# Work required
Print the entire listing. Each line must match the original exactly.

Point annotation dataset records

===============

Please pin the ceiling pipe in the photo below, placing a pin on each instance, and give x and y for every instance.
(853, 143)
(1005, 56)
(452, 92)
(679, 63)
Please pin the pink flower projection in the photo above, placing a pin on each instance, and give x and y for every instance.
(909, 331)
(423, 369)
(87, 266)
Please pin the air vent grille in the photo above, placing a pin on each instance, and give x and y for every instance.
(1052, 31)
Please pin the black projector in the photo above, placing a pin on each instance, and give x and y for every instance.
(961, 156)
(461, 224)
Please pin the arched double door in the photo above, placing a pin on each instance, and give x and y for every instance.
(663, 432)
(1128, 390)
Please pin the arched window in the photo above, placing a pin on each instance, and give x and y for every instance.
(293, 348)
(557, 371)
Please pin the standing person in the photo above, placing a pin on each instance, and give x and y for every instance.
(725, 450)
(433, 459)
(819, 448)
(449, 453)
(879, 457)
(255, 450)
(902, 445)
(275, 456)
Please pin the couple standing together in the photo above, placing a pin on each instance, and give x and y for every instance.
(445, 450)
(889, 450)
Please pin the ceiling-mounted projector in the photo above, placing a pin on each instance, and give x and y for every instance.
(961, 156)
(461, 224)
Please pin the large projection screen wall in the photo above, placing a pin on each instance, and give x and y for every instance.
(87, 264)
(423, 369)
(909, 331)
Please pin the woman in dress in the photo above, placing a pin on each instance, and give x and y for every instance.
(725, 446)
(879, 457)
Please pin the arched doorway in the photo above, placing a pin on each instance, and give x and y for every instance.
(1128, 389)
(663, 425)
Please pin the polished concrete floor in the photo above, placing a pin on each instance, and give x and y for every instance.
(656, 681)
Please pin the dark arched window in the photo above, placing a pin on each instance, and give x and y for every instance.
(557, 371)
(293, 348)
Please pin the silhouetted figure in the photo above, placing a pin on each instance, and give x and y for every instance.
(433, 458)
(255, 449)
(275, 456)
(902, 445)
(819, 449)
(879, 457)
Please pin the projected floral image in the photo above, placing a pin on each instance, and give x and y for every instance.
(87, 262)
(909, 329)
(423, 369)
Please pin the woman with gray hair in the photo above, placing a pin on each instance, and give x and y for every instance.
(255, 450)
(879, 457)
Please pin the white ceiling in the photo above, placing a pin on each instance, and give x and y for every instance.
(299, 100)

===============

# Solution for this problem
Please pin the ceiling pipe in the photo below, placing a pin on each instance, and give x and y for every instance.
(853, 143)
(1005, 56)
(452, 92)
(679, 63)
Please pin the pink flower projection in the photo above, placing a pin on each instance, and give x and y for every instance.
(909, 331)
(423, 369)
(87, 266)
Please pin the air vent grille in the photo above, placing a pin on each instance, and give x and y for every instance.
(1052, 31)
Please pin the black projector in the photo above, placing a pin on each instance, and give x and y for every instance.
(961, 156)
(461, 224)
Please pin the arched double door in the photo above, placing a pin on each instance, and give x and y for every instance.
(663, 432)
(1128, 390)
Please pin the arched window in the photo above, placing a pin on each instance, and give x and y for every instance.
(293, 348)
(557, 371)
Please pin the standing person in the photo above, placing a pin on each instance, and give x and y for every instance.
(725, 450)
(433, 459)
(819, 448)
(449, 453)
(879, 457)
(255, 450)
(902, 445)
(275, 456)
Please pin the couple standing together in the photo above, placing a pin on each instance, and give x and y for every instance.
(445, 450)
(889, 450)
Please pin the ceiling-mounted projector in the photo above, placing a pin on each instance, and give x and y for every instance.
(961, 156)
(461, 224)
Please pin the large projection screen wall in the photo above, placing a pin on each instance, and give x and y for every instance.
(87, 264)
(423, 369)
(909, 331)
Please pin the woman in dress in the photo above, placing a pin on each instance, and give x and y for every instance.
(725, 446)
(879, 457)
Please pin the arched doorway in the photo above, placing a pin on each instance, and give x and y for every instance.
(1128, 389)
(663, 425)
Please pin the polished concrete floor in the photo above, placing a pin on each instance, and give x and y for every instance.
(656, 681)
Please pin the dark arched window in the photo above, placing a pin on each instance, and give x and y for every instance.
(557, 371)
(293, 348)
Please pin the silhouetted figure in the photo above, placing a pin on each instance, and give x and y for every instance.
(433, 458)
(255, 449)
(275, 456)
(902, 445)
(819, 449)
(879, 457)
Please pin the projected floral image in the photo above, placing a pin on each instance, and give x and y for every instance.
(87, 262)
(909, 329)
(423, 369)
Please pin the woman with gray hair in the photo above, placing a pin on each instance, and give x and y for every instance.
(255, 450)
(879, 457)
Please pin the white ceiling in the photo above, placing a pin on each instance, and give x and y for every instance.
(299, 100)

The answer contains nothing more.